→ What this exercise asks
[a] Please transcribe the dairy costs passage starting at "In the past year, we" and ending at "what has changed?".
[b] Pick up the dairy costs passage after its final sentence and carry it forward.

→ Passage provided

Many people in our community have been negatively impacted by our recent floods. I am sure I cannot begin to understand how hard it has been for those that were impacted directly. I know this flood has had significant impacts on many in our local dairy industry, and I am sure some of the negative effects will exist for years to come.
This flood has occurred during the same time that the dairy industry is already facing some unusually high costs of production. We have known for years that relatively inexpensive fossil fuel has helped drive much of our economy. However, things appear to be changing and increased fuel costs are significantly affecting the way we do business.
In the past year, we have seen the costs for grain and hay at almost record levels. Alfalfa hay is commonly purchased by local dairies from Eastern Oregon and/or Washington and fed in addition to other feedstuffs. Hay availability has been extremely short this year and consequently has increased in costs. Those costs have gone up 10-15% over the past several years. Increased transportation costs have been significant, but are only partially to blame.
Grain costs have also increased dramatically in the past few months. In September, corn was actively trading for just over $2.00 a bushel in the Midwest. Currently, December 2006 corn futures are around $3.60 a bushel. That is a 70% increase! Corn production this year was fairly good after 3 years of record production. So what has changed?

[Shape annotation items]
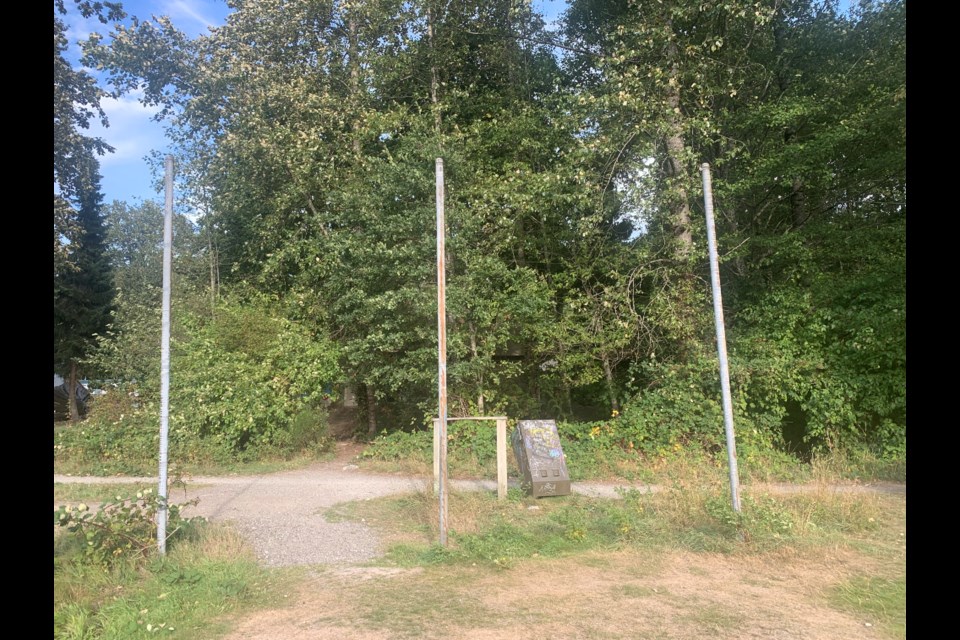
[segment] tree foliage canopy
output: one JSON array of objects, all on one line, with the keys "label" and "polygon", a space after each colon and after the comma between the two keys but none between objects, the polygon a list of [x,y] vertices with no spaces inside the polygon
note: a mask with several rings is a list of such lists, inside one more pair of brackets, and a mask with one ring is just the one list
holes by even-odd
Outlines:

→ Outputs
[a]
In the past year, we have seen the costs for grain and hay at almost record levels. Alfalfa hay is commonly purchased by local dairies from Eastern Oregon and/or Washington and fed in addition to other feedstuffs. Hay availability has been extremely short this year and consequently has increased in costs. Those costs have gone up 10-15% over the past several years. Increased transportation costs have been significant, but are only partially to blame.
Grain costs have also increased dramatically in the past few months. In September, corn was actively trading for just over $2.00 a bushel in the Midwest. Currently, December 2006 corn futures are around $3.60 a bushel. That is a 70% increase! Corn production this year was fairly good after 3 years of record production. So what has changed?

[b]
A recent report from Iowa State University highlighted the growth in corn-based ethanol production in the US and suggested this market is the primary reason corn supplies are tight. In their report, they have made preliminary estimates of the impact this market could have on corn and other grain products. It is estimated with the current ethanol tax policy, and if crude oil, natural gas and distillers grains stay at current price levels, the break even price for corn-based ethanol production is $4.05 per bushel. Obviously, this is still much higher than current corn futures trading prices. They estimate at this price, corn-based ethanol production would reach 31.5 billion gallons a year, or about 20% of the projected US fuel consumption in 2015. Even if their estimates are way off, increasing the number of ethanol producing plants in the US will continue to compete with animal agriculture for corn and affect all grain prices.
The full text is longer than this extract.